— What to do —
Copy out every line of the data below word for word, changing nothing.

— Supplied data —
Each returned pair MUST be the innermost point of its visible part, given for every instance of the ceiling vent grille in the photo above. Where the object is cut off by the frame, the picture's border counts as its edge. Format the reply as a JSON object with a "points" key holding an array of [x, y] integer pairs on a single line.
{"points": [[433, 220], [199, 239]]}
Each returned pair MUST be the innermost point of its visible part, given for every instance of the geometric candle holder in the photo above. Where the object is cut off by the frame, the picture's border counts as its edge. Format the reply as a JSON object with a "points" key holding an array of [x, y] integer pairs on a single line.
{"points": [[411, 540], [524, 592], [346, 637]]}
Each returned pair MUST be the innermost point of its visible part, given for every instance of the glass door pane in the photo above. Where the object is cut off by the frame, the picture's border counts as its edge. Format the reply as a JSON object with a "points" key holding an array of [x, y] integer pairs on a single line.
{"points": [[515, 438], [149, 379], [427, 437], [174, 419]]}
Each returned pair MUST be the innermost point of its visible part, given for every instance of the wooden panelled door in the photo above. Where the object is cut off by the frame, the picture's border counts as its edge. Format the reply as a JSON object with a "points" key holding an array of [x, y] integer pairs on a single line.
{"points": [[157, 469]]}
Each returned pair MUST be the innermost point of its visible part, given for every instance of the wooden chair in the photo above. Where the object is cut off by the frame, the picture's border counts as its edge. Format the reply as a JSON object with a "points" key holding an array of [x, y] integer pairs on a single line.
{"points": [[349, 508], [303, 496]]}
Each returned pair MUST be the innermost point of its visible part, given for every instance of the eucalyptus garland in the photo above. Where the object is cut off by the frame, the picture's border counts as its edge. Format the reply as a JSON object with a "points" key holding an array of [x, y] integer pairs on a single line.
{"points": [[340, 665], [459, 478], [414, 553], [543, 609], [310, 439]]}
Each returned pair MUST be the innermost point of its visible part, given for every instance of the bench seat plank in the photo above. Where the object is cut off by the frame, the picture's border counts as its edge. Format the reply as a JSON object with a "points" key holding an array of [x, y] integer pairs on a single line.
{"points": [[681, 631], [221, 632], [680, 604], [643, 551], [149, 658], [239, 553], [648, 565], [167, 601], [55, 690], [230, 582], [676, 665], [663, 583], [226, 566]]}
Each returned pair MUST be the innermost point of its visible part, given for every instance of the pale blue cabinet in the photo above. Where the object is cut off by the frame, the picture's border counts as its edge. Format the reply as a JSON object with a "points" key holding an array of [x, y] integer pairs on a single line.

— Result —
Each returned pair MUST be the innermost point of its visible part, given for every instance of the ceiling vent grille in the photo above. Where the object is cut off by the frame, the picture's border counts as its edge. Format the reply as a JSON object with a "points" key holding an array of [x, y] integer pairs on a single line.
{"points": [[433, 220], [199, 239]]}
Each returned pair MUST be the innermost point of its visible part, given for every instance of the geometric candle holder in the photo above. Where the object is cut off by the frame, the picture's border counts as its edge. Format the reply as a JSON object with a "points" key holding an array of [x, y] integer pairs on a single line.
{"points": [[411, 540], [524, 592], [346, 637]]}
Each returned pair MUST be the innermost point of its visible part, given for every instance of the glass door pane in the photo above. Where the object is cut off by the frame, the picture's border counts as its edge. Format the reply as a JSON object with a "points" key holding an array of [x, y] integer pairs on a single line.
{"points": [[515, 438], [149, 379], [427, 437], [174, 419]]}
Each returned pair MUST be the innermost point of its visible part, given for every instance of the wooden panelled door in the photo above. Where the object is cut off by the frame, the picture's border counts as its edge. Format the reply as a JSON object with a "points" key holding an array of [x, y] integer pairs on a single line.
{"points": [[157, 469]]}
Each returned pair MUST be the innermost point of its visible part, given for every instance of the wooden chair in the photo above. Where the object is cut off by the frame, the picture's border counts as its edge. Format the reply as a JSON object with a "points" key holding an array of [x, y] integer pairs on a single line.
{"points": [[349, 508], [303, 496]]}
Each returned pair MUST be the innermost point of its visible part, given for every instance of the eucalyptus garland in the photo above. Where the object is cut off by the frame, the picture's border counts as its edge. Format the reply as a JSON object with a "points" key holding an array of [x, y] integer pairs on a single line.
{"points": [[340, 665], [459, 478], [414, 553], [543, 609], [310, 439]]}
Each returned pair MUST be the innermost point of its visible part, given for every instance of the bench seat plank in the photo above. Where the object is cut off by the frame, the picture's border counts as its edge. Format the reply as a JSON object with a "points" key holding an array of [x, y] integer pairs on a single line.
{"points": [[681, 631], [221, 632], [680, 604], [643, 551], [149, 658], [239, 553], [648, 565], [167, 601], [55, 690], [230, 582], [676, 665], [663, 583], [226, 566]]}
Each returned pair MUST be the innermost point of its visible part, given for every instance of the pale blue cabinet in the photo above. Where the object is cut off by the frame, the picture's border counts as its edge. Format the reply as a JSON object with a "points" key holding an array of [x, y] integer pairs on a single line.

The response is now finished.